__Materials provided__:
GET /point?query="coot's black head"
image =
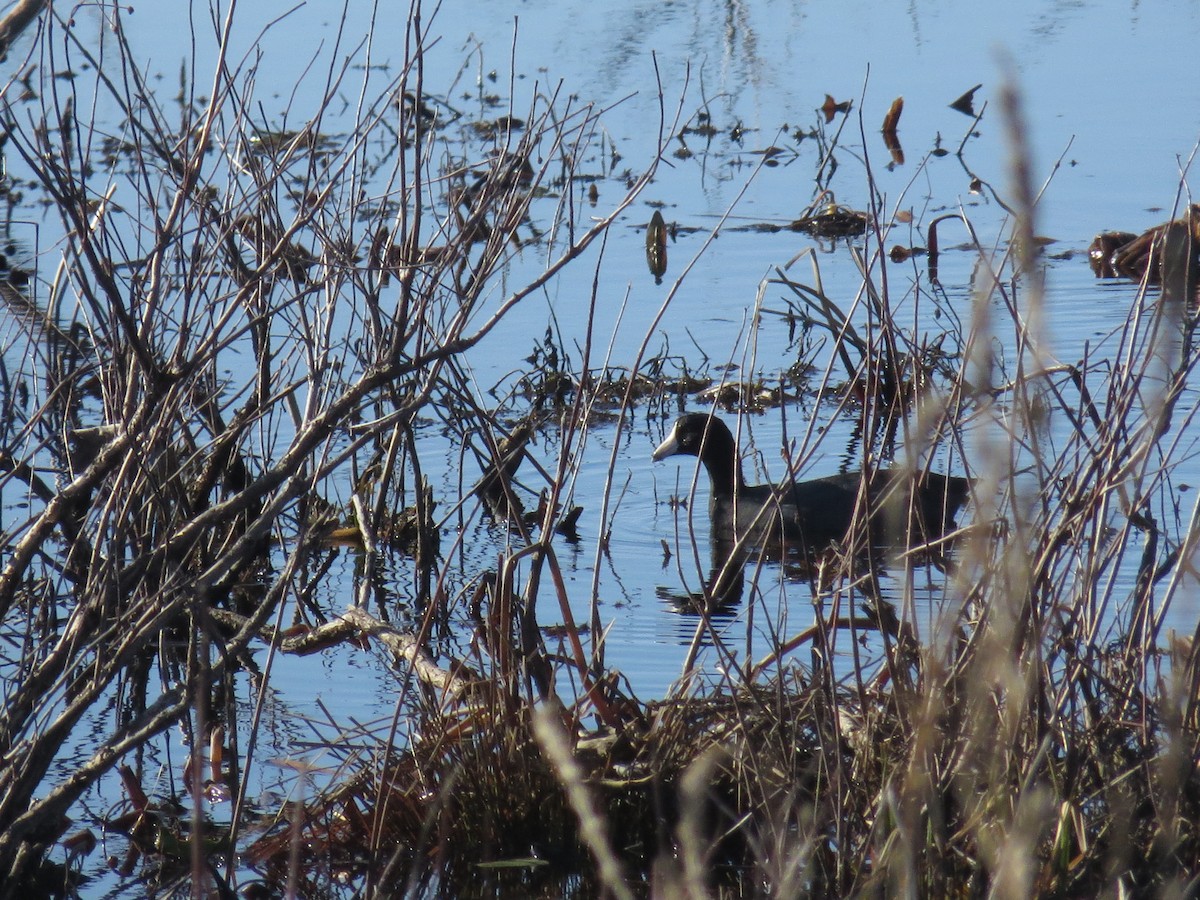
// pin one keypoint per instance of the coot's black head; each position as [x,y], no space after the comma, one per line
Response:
[699,435]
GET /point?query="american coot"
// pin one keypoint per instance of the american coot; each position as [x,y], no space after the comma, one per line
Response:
[811,514]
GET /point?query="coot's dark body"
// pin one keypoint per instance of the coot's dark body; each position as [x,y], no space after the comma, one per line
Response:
[809,514]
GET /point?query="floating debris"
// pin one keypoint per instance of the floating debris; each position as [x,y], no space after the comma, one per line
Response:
[833,222]
[832,107]
[657,246]
[965,103]
[891,136]
[1115,255]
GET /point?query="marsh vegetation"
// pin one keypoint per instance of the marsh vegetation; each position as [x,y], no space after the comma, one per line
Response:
[225,369]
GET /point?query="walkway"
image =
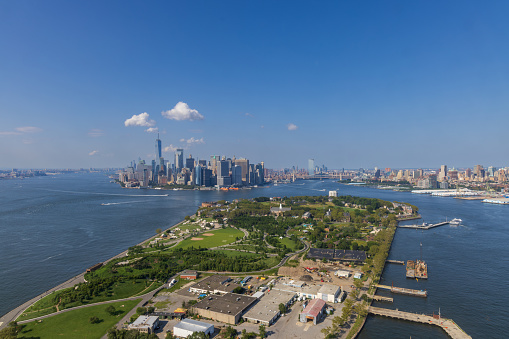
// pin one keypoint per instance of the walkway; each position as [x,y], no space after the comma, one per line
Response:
[448,325]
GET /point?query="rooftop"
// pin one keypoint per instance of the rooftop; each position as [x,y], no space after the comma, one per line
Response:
[229,303]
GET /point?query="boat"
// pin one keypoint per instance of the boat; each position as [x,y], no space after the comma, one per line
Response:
[455,222]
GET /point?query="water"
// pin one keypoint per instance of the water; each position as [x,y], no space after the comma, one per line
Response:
[52,228]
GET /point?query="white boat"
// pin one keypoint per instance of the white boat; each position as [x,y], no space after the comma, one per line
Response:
[455,222]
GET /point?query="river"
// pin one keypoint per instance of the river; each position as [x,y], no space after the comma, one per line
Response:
[52,228]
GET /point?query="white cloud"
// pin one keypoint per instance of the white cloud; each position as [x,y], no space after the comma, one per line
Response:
[94,133]
[28,129]
[292,127]
[192,140]
[141,119]
[181,112]
[170,148]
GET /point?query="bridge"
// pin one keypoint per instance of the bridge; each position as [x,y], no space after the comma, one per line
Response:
[448,325]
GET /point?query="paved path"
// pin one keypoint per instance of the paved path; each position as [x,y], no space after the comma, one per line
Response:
[449,326]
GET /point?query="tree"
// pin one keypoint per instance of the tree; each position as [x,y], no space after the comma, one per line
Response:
[263,332]
[111,310]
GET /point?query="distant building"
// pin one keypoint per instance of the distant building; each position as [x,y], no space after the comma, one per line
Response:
[313,311]
[145,324]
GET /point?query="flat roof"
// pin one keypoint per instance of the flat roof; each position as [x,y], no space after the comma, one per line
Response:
[193,325]
[216,282]
[144,320]
[268,306]
[229,303]
[314,307]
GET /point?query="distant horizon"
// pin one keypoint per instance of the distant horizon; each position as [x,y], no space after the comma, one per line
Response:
[89,84]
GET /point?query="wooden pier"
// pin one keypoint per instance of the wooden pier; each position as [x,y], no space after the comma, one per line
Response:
[381,298]
[406,291]
[424,226]
[448,325]
[400,262]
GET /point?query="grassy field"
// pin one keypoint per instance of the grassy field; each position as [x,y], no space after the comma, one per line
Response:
[219,237]
[237,253]
[120,290]
[76,324]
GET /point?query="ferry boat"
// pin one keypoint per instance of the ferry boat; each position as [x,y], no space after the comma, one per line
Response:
[455,222]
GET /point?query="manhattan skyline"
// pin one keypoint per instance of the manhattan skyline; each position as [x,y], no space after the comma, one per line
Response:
[401,85]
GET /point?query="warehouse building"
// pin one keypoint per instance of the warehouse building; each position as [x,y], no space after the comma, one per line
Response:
[187,327]
[145,324]
[217,284]
[266,311]
[313,311]
[227,308]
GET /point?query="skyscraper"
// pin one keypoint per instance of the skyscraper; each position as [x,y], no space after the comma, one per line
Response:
[179,159]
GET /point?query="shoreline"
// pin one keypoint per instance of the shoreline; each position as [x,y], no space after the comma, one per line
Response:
[13,314]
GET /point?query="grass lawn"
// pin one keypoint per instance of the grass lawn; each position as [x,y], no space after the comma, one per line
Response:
[237,253]
[120,290]
[220,237]
[76,324]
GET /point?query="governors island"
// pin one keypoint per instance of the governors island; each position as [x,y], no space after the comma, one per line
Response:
[279,267]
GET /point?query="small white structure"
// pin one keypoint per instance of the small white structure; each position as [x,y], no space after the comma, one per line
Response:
[144,324]
[342,274]
[187,327]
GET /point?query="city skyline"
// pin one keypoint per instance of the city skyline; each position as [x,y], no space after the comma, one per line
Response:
[404,86]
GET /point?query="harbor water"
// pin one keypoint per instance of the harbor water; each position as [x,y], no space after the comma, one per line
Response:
[52,228]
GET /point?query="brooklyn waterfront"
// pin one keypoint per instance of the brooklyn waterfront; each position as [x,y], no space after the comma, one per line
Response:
[52,228]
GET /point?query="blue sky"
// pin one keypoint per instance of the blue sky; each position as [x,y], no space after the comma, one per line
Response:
[350,84]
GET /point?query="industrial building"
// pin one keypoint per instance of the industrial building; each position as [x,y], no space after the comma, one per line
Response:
[326,292]
[187,327]
[226,308]
[266,311]
[145,324]
[313,311]
[214,284]
[189,275]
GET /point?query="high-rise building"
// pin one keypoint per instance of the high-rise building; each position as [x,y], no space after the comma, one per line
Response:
[179,159]
[158,148]
[311,166]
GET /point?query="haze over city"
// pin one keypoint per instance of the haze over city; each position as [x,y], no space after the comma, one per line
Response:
[401,85]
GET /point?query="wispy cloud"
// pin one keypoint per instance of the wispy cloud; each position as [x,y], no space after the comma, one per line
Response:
[192,141]
[141,119]
[182,112]
[292,127]
[94,133]
[22,130]
[170,148]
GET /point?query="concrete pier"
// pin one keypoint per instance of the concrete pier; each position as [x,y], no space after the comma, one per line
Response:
[448,325]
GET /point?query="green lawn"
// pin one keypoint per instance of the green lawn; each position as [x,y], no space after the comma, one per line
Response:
[237,253]
[76,324]
[120,290]
[220,237]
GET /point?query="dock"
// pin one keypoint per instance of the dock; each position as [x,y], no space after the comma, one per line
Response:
[424,226]
[405,291]
[381,298]
[448,325]
[400,262]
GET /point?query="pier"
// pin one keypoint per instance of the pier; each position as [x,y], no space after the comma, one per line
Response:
[399,262]
[406,291]
[448,325]
[424,226]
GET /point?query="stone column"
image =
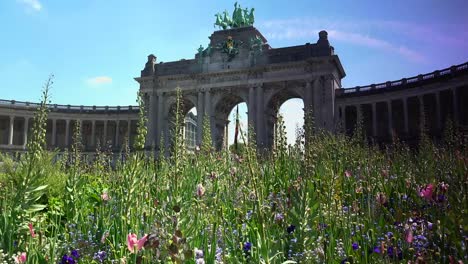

__What to do__: Pick out every line above that contains the string "waterfront", treating uppercase and lowercase letters as different.

__Output below__:
GET /point?query="brooklyn waterfront"
// pin one keypoint per instance of the brooklyn waterfront; each position as [x,y], no space after the comma, one per line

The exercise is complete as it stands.